SET EXERCISE.
Copy out the lines below word for word, starting at the line that contains "The scan above contains the cat's ear" and ending at the line that contains "[281,223,375,309]", with both of those lines included.

DATA LISTING.

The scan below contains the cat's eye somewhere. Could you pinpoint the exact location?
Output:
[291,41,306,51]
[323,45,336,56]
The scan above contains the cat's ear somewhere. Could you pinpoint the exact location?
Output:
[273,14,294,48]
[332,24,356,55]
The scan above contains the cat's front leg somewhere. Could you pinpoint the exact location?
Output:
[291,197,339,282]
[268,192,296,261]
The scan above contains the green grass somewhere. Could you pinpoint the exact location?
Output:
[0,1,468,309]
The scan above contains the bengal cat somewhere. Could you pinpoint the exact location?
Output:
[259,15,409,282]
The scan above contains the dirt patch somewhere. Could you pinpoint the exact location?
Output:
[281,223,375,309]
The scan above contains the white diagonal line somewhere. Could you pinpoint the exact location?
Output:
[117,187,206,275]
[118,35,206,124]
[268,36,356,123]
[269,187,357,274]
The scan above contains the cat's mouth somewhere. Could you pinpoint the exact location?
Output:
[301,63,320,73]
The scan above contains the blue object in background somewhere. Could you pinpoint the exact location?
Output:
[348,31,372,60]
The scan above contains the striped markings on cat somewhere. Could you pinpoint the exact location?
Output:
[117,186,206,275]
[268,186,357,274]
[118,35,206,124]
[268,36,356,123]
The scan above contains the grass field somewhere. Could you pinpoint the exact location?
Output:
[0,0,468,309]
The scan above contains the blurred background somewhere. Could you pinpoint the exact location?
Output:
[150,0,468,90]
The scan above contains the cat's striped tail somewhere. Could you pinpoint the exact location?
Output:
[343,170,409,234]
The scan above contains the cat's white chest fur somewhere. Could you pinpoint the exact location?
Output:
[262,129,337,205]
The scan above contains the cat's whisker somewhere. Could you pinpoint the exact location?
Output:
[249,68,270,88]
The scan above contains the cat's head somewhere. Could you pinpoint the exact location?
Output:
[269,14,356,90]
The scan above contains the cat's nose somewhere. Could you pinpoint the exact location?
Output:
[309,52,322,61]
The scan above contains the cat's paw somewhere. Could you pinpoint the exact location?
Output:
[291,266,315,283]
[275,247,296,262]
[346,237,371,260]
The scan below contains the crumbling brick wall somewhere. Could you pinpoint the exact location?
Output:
...
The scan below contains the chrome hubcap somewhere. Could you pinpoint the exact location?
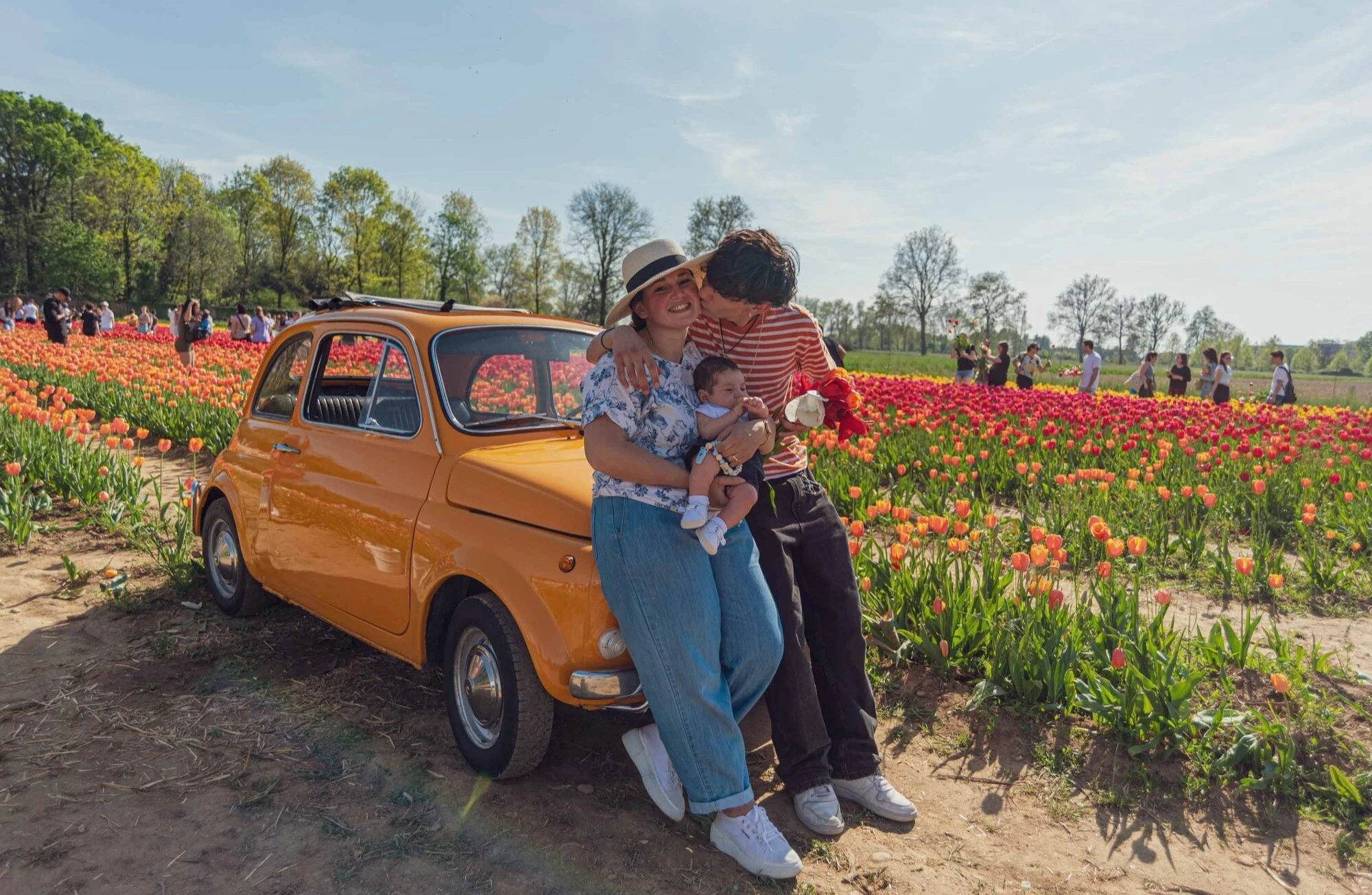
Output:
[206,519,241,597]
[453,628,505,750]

EXERCISE SOLUTION.
The scan above contains the cat's ear somewhere. Could you pinpoint the exact location?
Output:
[273,14,294,48]
[332,24,356,55]
The scan above contains the cat's front leg somewhere. Could you pinpoint the exact location?
Output:
[291,197,339,282]
[268,192,296,261]
The scan above contains the green grass somewhere. Could you pinpoint the exact location?
Output:
[0,1,468,309]
The scan above contains the bengal cat somewhere. Could you pinpoint the exact location?
Output:
[259,15,409,282]
The scan above contains the dirt patch somewhere. Could you pinpoint the exact location?
Output:
[281,223,375,309]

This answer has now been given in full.